Manchester, London, and the goals of Islam

James V. Schall, S.J. taught political philosophy at Georgetown University for many years until retiring in 2012. He was the author of numerous books and countless essays on philosophy, theology, education, morality, and other topics. One of his last books was On Islam: A Chronological Record, 2002-2018 (Ignatius Press, 2018). He died at the age of 91 on April 17, 2019. Visit his site, “Another Sort of Learning”, for more about his writings and work.

A woman prays at a floral tribute near the London Bridge June 5, after attackers rammed a van into pedestrians on the bridge. Seven people were killed and dozens injured when three terrorists in a van mowed down pedestrians late June 3 on the bridge before stabbing a police officer and revelers around Borough Market. (CNS photo/Peter Nicholls, Reuters)

“In Islam and the Qur’an there is everything. Parts that actually speak of peace are mixed with outrageous claims that run in the opposite sense, especially with regard to those who have different beliefs. Therefore, a priori, it is not right to defend Islam as a ‘religion of peace’. In addition, it is wrong to say that we believe in the same god. For Christians, God is love. For Muslims, this is not always the case. We can say, correctly, that both faiths believe in one god, but this is something quite different from saying that we believe in the same god. I think, in many ways, the model of Islam is incompatible with Western values. Islam in fact is not only a religion, but unifies politics, economics, society and state.” — Samir Khalil Samir, S. J., Interview, April 2017.

INPUT RECORDS:

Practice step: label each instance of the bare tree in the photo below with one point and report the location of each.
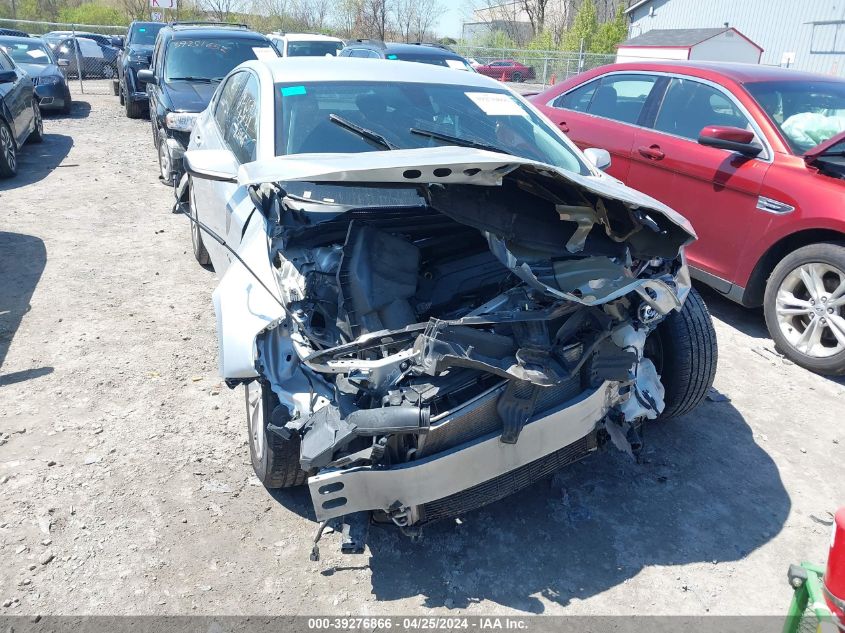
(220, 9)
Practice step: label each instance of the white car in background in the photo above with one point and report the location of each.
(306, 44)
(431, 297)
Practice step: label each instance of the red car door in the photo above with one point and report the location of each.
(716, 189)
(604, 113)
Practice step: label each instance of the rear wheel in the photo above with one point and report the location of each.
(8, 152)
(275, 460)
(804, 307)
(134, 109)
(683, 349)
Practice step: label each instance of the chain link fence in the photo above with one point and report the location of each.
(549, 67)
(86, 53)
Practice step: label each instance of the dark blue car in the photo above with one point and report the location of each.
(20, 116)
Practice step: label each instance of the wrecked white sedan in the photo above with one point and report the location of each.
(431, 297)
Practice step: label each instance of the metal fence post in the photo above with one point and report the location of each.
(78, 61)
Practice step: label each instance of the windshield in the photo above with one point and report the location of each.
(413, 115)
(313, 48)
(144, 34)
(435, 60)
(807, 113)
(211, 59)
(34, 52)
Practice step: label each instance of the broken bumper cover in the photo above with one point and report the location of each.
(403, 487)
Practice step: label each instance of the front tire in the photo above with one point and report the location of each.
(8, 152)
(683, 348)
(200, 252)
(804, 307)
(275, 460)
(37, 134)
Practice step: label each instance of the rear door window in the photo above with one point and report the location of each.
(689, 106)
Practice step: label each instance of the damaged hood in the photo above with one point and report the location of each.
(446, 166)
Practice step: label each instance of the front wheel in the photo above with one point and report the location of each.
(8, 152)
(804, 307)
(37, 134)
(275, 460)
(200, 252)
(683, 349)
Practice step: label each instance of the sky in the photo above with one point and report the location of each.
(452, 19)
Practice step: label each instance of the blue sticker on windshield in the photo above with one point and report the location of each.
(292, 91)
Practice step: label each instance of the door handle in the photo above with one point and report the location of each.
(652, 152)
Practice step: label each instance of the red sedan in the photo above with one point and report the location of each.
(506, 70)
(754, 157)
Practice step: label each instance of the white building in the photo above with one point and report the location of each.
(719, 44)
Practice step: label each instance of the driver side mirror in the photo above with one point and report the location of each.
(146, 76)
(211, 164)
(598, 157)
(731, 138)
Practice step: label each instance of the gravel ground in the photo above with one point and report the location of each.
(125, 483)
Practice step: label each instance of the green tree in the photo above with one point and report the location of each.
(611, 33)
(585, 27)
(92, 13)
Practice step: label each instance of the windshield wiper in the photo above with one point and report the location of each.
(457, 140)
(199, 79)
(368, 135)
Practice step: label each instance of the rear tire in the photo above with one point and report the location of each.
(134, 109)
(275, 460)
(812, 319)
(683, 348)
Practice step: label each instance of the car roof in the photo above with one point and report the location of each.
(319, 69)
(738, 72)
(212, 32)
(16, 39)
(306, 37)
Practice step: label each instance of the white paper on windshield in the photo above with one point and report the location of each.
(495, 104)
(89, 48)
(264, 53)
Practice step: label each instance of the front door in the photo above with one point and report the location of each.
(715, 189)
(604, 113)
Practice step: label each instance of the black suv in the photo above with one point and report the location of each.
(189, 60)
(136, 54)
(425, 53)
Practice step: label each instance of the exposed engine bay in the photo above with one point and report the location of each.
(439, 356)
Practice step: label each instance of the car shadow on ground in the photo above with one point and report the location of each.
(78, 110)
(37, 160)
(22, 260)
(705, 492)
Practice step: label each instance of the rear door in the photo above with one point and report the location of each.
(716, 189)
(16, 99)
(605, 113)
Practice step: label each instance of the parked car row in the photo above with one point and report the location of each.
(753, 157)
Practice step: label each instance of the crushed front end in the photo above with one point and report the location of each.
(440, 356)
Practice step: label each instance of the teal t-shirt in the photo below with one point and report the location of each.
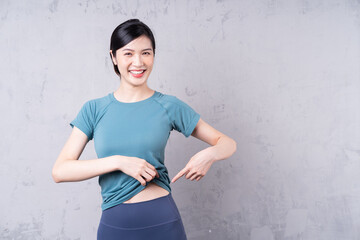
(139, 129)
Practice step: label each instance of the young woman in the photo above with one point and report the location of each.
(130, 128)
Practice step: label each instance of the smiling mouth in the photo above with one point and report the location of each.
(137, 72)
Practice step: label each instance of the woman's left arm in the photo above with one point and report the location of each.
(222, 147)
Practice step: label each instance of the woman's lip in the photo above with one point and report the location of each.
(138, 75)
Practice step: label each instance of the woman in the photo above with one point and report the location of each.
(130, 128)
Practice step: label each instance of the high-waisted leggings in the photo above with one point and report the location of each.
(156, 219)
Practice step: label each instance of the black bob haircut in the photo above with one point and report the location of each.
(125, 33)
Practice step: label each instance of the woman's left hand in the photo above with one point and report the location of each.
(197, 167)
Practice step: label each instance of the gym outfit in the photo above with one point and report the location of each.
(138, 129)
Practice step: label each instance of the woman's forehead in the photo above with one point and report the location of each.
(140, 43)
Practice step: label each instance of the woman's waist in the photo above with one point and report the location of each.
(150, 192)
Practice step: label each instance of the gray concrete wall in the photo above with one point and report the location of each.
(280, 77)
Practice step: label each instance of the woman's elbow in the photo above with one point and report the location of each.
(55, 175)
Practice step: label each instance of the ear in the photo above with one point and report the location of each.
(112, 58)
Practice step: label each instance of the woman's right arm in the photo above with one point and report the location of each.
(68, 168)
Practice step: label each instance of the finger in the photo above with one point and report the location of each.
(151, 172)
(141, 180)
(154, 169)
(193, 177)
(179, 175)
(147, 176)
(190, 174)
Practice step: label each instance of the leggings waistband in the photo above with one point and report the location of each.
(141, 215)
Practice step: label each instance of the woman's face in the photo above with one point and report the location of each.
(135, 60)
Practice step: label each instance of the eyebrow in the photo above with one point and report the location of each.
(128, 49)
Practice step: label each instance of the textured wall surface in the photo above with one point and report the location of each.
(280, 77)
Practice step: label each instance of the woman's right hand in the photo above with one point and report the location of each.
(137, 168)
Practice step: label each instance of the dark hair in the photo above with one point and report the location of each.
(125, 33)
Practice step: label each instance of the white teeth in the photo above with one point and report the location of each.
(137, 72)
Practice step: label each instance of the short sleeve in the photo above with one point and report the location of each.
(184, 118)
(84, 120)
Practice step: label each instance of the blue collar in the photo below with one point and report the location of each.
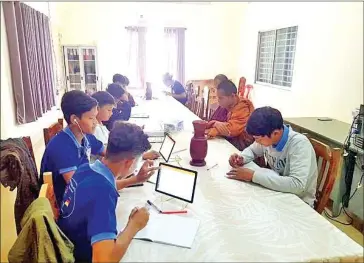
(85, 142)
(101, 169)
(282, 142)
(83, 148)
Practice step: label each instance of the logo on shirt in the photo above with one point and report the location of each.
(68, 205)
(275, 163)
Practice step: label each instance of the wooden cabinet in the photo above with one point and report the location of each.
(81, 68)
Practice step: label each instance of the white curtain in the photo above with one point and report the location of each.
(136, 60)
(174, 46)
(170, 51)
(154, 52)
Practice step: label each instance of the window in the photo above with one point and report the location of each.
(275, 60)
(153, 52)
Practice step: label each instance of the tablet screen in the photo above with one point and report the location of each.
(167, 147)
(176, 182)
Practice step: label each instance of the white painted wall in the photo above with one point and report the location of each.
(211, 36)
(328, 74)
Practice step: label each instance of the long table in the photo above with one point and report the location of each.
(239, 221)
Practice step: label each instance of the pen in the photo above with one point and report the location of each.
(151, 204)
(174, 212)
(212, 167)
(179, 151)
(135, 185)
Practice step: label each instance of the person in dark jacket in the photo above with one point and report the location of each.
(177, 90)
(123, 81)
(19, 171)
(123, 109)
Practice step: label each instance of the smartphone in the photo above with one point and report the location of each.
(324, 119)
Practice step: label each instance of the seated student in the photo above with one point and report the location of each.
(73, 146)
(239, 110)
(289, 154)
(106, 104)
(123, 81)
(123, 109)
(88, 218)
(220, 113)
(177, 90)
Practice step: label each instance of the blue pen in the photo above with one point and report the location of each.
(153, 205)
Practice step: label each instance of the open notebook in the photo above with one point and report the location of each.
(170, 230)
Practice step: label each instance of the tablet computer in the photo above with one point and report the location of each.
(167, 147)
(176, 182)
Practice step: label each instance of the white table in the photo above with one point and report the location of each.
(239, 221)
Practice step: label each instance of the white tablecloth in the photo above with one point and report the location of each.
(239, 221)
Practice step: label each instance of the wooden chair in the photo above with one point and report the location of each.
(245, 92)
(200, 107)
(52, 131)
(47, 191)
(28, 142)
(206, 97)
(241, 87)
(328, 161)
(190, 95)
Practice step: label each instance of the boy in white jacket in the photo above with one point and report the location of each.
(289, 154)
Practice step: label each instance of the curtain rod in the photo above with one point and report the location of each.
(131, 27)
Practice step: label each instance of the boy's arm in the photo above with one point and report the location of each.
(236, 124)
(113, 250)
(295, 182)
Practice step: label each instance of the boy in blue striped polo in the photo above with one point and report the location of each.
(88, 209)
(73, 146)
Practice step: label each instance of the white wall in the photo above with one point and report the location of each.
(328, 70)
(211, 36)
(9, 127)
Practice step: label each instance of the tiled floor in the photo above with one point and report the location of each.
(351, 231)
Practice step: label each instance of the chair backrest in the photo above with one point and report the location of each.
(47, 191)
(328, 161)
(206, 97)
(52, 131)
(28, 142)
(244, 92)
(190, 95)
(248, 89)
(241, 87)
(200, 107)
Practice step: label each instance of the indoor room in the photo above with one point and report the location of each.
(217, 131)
* * *
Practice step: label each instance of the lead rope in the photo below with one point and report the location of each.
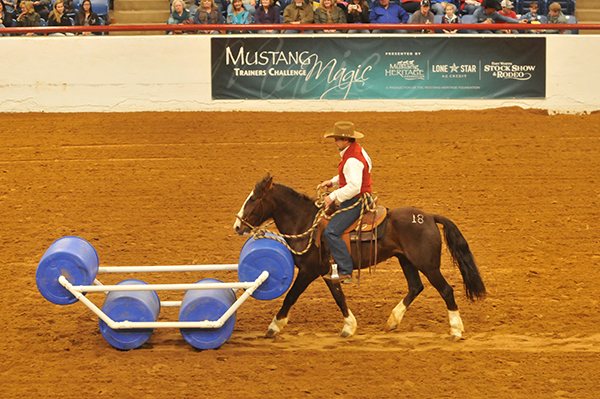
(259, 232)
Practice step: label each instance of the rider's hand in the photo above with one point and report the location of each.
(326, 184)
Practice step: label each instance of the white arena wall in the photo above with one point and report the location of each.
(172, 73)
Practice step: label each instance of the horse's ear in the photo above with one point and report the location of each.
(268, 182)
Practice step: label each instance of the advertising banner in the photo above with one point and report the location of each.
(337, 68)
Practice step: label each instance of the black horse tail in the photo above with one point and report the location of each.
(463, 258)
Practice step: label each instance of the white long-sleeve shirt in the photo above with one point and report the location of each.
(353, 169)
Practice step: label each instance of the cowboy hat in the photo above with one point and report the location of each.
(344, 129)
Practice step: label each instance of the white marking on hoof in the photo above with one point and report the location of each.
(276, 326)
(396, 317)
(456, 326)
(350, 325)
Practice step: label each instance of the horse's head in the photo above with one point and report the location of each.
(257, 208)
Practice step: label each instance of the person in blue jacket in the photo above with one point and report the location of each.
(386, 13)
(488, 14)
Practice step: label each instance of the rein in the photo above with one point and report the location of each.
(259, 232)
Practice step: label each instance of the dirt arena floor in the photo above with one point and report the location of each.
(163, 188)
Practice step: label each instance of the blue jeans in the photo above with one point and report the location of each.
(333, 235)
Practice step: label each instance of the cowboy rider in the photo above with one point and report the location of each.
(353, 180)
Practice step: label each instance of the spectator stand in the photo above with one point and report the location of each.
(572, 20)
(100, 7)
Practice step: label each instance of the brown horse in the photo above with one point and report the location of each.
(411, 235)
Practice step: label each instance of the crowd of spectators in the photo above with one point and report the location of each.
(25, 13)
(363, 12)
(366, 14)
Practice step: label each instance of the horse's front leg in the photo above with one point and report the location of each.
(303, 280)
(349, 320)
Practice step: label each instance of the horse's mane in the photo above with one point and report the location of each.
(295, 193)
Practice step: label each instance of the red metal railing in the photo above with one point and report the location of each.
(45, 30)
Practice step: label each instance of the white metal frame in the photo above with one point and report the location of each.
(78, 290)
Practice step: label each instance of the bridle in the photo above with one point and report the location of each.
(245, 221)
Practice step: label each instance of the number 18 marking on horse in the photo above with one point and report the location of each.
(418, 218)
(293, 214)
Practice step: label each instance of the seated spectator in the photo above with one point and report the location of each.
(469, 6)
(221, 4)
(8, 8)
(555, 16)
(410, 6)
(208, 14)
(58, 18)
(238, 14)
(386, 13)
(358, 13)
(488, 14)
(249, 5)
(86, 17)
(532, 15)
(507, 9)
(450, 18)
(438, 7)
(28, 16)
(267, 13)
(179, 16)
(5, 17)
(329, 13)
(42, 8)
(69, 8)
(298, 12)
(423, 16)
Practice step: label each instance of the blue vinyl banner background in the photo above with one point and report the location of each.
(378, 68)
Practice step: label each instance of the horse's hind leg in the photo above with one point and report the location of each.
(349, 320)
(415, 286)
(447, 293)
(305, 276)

TASK LIST:
1. Write out the part of the Islam page that opens with the words containing "Manchester, London, and" and closes with "writings and work.".
2. Gather every line of the rows that contains the string "fence", treating uppercase and lowercase as different.
The rows and the Islam page were taken from unrelated sources.

COMPLETE ANSWERS:
1.
Manchester, London, and the goals of Islam

James V. Schall, S.J. taught political philosophy at Georgetown University for many years until retiring in 2012. He was the author of numerous books and countless essays on philosophy, theology, education, morality, and other topics. One of his last books was On Islam: A Chronological Record, 2002-2018 (Ignatius Press, 2018). He died at the age of 91 on April 17, 2019. Visit his site, “Another Sort of Learning”, for more about his writings and work.

2.
Practice step: label each instance of the chain link fence in the photo above with one point and report the location of each.
Practice step: label each instance of the metal fence post in the photo above with one point and report the location of each.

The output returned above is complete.